[[ Text excerpt, beginning ]]

She swung several times toward my face but never actually connected. I felt a "force field" that protected my face from her punches. Lizette was strong from sixteen years of training and swimming competitively. Had she connected, I would have felt the force of rage transferred to her fist. She would’ve caused damage.
Looking back, some things don't make sense in the physical world until you get to analyze it later with a spiritual perspective. I could only attribute this to angels protecting me. But I had not found grace yet.
My misguided adult journey up to this point was a case study of an insecure man hiding behind many masks, unaware of the counsels of the Redeemer that would transform me from making self-destructive life choices to living life abundantly. Up to this point, I had no heavenly compass.
In therapy sessions, my own “crimes” in the marriage began to surface. My diagnosis was the “silent knight.” I was a husband not able to be completely transparent with my wife, a man not able to speak truth about what he truly wanted, which was a life of service and ministry to God. Doing so would mean losing control of the false identity, losing the trophy wife that I had—the tall, attractive swimmer that turned heads. Instead, I took the easy way out—dishonesty and emotional withdrawal. When she needed her husband to offer her grace, gentleness, compassion, understanding and validation of her feelings, I wasn’t equipped to do so. Early in the relationship, she, the staunch agnostic, asked, “Will this Adventist Sabbath-keeping stuff get in the way of us?” and I answered smugly, “no.” I knew the truth. But ego and willpower had the upper hand again.

[[ Text excerpt, end ]]

## Work task 1:
Repeat the memoir passage word for word, from "She swung several" down to "found grace yet.".
## Work task 2:
In the memoir passage, how many years had Lizette spent training and swimming competitively?
Answer only from the memoir passage, without outside knowledge.

[[ Entries supplied, beginning ]]

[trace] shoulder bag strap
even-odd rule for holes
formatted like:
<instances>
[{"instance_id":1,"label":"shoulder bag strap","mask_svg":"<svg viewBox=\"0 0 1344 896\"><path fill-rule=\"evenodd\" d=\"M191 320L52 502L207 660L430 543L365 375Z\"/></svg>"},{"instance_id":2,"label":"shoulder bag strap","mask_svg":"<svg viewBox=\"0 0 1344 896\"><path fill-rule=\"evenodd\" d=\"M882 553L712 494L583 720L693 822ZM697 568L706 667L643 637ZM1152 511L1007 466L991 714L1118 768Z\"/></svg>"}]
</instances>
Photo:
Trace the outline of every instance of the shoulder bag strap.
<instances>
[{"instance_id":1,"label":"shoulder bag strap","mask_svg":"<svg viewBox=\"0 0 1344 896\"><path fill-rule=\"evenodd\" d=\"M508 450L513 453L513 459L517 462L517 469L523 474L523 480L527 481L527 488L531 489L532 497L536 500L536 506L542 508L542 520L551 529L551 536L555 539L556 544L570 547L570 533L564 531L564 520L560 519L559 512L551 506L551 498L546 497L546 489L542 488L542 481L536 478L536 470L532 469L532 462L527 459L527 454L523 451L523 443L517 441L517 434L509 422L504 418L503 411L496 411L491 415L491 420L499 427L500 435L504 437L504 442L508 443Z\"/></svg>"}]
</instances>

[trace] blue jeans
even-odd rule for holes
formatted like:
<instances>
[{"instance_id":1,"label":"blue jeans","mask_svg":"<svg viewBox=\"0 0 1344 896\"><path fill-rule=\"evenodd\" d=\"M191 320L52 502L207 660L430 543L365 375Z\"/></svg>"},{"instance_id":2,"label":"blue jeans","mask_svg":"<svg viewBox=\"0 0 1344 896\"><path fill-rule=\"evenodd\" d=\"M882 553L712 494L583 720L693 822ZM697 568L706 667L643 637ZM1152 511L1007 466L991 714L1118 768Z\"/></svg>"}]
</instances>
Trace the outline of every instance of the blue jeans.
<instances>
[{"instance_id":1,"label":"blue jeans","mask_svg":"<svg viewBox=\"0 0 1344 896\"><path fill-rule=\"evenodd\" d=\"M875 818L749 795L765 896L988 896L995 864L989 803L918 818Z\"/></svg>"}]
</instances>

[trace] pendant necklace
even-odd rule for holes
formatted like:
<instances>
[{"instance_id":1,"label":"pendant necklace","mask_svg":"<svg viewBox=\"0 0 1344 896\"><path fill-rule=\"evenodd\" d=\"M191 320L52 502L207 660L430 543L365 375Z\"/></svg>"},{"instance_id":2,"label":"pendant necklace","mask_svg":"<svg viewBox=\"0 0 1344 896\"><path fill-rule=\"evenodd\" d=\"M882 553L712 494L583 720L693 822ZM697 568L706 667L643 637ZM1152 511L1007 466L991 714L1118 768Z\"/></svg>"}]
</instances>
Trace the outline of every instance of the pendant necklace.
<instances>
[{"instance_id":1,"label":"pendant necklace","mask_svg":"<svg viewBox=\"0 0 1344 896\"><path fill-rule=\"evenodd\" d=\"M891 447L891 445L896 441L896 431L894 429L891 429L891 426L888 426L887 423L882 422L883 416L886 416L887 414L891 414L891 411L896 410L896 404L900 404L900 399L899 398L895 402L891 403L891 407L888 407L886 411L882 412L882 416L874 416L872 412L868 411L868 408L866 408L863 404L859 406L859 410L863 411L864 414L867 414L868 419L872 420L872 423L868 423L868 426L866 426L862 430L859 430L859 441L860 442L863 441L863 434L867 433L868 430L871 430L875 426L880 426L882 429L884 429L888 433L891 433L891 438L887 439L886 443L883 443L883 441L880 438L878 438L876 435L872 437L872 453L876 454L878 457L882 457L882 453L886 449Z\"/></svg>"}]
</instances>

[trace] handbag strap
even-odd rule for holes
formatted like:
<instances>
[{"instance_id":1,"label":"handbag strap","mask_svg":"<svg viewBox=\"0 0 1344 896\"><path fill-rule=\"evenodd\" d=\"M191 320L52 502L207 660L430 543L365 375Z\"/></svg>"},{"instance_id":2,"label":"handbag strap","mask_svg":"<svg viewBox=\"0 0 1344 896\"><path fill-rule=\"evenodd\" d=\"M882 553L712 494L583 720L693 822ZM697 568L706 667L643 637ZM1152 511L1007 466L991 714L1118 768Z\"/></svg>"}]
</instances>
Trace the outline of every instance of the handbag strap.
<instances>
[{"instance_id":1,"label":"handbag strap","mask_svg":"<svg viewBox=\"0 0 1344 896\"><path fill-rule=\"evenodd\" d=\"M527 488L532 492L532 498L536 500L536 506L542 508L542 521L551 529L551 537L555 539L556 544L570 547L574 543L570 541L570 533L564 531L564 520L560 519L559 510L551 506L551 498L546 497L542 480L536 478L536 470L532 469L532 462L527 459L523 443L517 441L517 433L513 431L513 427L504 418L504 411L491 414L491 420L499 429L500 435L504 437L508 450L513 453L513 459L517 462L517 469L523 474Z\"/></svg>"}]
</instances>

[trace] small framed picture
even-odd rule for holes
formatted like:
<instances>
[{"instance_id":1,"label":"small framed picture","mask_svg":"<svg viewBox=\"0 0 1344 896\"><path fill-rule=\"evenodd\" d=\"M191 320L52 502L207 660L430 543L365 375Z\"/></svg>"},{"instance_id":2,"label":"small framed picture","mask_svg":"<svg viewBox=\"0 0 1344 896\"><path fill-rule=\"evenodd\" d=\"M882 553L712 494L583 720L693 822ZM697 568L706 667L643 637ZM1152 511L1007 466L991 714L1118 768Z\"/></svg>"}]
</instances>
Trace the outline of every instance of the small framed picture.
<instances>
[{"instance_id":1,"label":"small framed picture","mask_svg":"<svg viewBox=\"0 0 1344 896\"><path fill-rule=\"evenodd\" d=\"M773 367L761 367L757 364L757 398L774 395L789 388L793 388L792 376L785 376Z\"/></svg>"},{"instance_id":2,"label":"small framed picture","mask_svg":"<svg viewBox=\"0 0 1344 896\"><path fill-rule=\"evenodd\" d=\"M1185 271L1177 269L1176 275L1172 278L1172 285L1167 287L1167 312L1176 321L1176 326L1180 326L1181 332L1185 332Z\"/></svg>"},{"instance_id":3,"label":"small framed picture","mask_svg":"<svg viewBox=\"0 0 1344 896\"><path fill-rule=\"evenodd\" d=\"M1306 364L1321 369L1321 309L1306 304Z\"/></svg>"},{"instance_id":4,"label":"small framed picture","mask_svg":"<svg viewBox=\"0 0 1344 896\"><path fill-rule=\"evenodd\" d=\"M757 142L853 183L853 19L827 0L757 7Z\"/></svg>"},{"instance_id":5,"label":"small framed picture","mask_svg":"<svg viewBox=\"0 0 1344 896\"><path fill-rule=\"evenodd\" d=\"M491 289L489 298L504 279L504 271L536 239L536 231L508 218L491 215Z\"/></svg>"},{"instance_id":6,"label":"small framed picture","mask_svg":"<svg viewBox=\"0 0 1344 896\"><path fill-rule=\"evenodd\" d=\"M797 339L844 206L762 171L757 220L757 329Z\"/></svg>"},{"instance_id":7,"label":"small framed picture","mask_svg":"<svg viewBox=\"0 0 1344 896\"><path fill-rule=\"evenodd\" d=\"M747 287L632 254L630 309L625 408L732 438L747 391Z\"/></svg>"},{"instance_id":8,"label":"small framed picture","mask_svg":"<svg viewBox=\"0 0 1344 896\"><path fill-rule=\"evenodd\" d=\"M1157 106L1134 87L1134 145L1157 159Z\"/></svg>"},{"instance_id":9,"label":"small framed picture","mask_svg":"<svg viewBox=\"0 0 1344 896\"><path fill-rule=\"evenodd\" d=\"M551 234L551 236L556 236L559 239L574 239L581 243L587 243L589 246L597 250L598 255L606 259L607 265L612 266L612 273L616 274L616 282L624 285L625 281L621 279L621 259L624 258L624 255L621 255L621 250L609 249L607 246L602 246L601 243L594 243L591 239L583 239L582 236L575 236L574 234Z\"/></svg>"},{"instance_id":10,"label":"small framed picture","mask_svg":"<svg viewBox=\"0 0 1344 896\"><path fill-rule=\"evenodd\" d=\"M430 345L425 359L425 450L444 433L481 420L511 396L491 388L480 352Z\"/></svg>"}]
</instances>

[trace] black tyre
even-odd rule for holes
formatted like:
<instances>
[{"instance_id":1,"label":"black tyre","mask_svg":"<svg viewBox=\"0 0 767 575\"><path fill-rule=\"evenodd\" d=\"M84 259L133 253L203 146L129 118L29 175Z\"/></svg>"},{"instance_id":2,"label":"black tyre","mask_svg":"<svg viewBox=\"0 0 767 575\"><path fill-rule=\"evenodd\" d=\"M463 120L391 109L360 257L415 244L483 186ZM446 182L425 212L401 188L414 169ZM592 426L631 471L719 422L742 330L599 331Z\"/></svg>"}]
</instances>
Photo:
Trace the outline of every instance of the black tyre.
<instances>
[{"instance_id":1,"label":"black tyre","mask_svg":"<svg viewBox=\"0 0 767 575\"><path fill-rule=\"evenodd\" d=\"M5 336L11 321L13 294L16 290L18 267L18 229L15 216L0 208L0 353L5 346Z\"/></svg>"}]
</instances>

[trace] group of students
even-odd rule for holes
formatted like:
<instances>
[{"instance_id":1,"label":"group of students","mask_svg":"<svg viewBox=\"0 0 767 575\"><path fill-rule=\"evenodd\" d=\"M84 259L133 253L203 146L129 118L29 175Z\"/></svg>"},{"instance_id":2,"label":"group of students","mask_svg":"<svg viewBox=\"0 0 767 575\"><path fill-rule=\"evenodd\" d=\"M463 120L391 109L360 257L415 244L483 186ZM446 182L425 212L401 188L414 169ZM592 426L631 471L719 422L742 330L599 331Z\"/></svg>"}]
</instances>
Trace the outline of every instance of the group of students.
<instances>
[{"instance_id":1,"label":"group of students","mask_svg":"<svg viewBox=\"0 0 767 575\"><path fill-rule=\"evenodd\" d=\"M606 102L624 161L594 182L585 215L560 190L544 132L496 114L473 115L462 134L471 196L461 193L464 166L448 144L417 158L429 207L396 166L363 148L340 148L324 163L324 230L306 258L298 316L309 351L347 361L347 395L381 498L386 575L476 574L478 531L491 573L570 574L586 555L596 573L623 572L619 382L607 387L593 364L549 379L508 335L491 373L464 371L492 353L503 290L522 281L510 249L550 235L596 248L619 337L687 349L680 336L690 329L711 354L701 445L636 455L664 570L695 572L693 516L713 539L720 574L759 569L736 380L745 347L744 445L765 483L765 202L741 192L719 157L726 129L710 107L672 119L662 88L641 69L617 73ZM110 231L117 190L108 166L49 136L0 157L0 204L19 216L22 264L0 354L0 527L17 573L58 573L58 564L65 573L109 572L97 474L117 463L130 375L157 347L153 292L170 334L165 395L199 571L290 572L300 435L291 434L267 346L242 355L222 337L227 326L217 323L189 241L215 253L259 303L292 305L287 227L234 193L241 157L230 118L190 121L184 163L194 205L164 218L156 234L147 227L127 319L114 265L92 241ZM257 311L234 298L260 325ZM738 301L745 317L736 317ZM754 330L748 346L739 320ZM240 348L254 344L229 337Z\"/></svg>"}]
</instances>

[[ Entries supplied, end ]]

## Worked solution 1:
She swung several times toward my face but never actually connected. I felt a "force field" that protected my face from her punches. Lizette was strong from sixteen years of training and swimming competitively. Had she connected, I would have felt the force of rage transferred to her fist. She would’ve caused damage.
Looking back, some things don't make sense in the physical world until you get to analyze it later with a spiritual perspective. I could only attribute this to angels protecting me. But I had not found grace yet.

## Worked solution 2:
Sixteen years.